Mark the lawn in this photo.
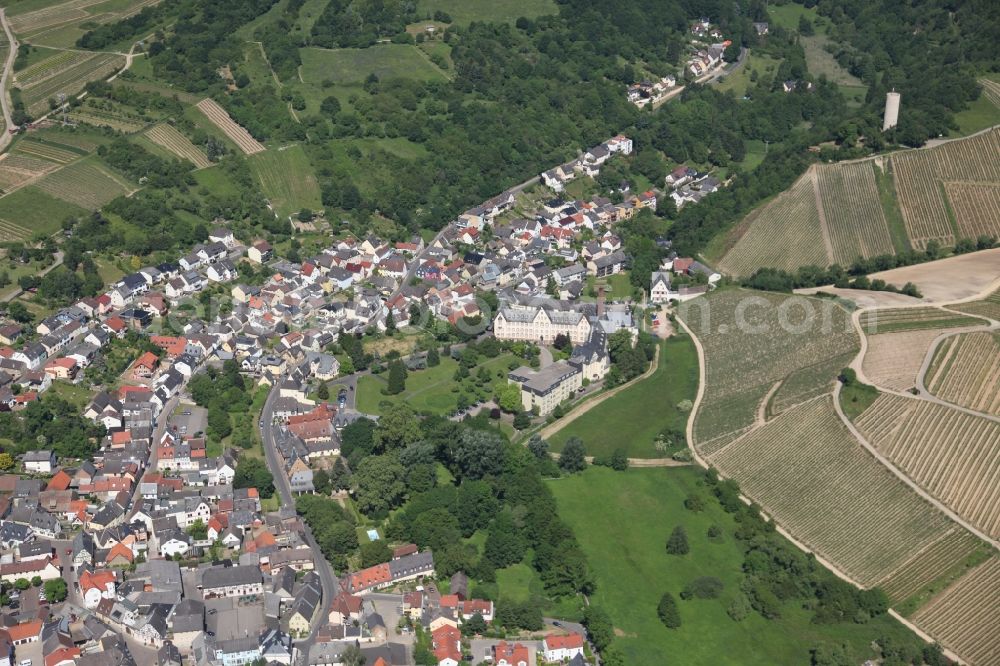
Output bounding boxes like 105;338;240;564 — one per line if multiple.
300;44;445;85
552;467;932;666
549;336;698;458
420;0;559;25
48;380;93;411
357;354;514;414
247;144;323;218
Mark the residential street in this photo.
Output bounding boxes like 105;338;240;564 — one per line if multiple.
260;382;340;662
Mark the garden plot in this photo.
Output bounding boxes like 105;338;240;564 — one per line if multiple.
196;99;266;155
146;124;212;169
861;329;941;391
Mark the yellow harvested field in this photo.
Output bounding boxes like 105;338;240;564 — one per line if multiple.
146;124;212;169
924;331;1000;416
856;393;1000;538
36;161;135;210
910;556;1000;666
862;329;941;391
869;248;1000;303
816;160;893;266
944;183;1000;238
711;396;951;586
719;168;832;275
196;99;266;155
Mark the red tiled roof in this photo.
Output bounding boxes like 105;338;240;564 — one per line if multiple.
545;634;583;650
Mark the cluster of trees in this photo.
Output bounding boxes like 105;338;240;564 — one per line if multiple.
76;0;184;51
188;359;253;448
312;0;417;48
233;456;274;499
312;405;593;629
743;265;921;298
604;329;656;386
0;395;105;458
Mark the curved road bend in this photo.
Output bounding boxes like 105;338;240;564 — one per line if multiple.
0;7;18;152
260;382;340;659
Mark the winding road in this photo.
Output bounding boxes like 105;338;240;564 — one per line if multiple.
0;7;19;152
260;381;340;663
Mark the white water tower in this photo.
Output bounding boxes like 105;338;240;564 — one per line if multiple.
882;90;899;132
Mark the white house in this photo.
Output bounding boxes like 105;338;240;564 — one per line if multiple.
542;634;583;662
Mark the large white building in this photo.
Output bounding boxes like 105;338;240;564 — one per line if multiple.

- DIRECTIONS FOR THIS TASK
Reproduce all of the rows above word for word, leaving out the picture.

- RESPONSE TO THIS EXERCISE
Mark the lawn in this photo.
Output bounding boxes like 105;338;240;564 — one per line if multiple.
300;44;445;85
552;467;932;666
549;336;698;458
420;0;559;25
48;380;93;411
357;354;514;414
247;144;323;218
Mark the residential street in this photo.
Output bounding boxes like 105;338;240;564 — one per line if multiple.
260;382;340;662
Mark the garden plot in this photo.
Output bounding boxes like 105;338;240;564 — one per line if multiple.
196;99;266;155
146;124;212;169
861;329;941;391
Mark the yellow harvested field in this photo.
Output bounding boxes like 105;338;240;564 — one per line if multiple.
146;124;212;169
924;331;1000;416
856;393;1000;538
36;161;135;210
910;556;1000;666
862;329;941;391
869;248;1000;303
816;160;893;266
944;183;1000;238
711;396;951;586
719;168;832;275
196;99;266;155
Mark the red tiled roof in this photo.
Output bounding boxes like 105;338;240;564 — one per line if multiple.
545;634;583;650
Mark the cluster of trees in this photo.
Output bounding boxes like 105;338;240;564 — one per line if multiple.
76;0;184;51
188;359;253;448
312;0;417;48
233;456;274;499
312;405;593;629
743;265;921;298
604;329;656;386
0;395;105;458
Mark the curved road bend in this photo.
Output bounding boxes like 105;338;240;564 — one per line if multiple.
0;7;18;152
260;382;340;659
Mark the winding road in this photo.
Output bounding boxes like 105;338;240;564 — one per line if multiple.
0;7;19;152
260;381;340;663
Mark the white water tower in this photo.
Output bounding boxes like 105;338;240;564 — one per line if multiple.
882;90;899;132
Mark the white house in this photo.
Output bounding boxes like 105;338;240;564 — one per line if multiple.
542;634;583;662
Mark the large white building in this photo.
Output bounding boxes like 105;338;240;564 — one per line if multiple.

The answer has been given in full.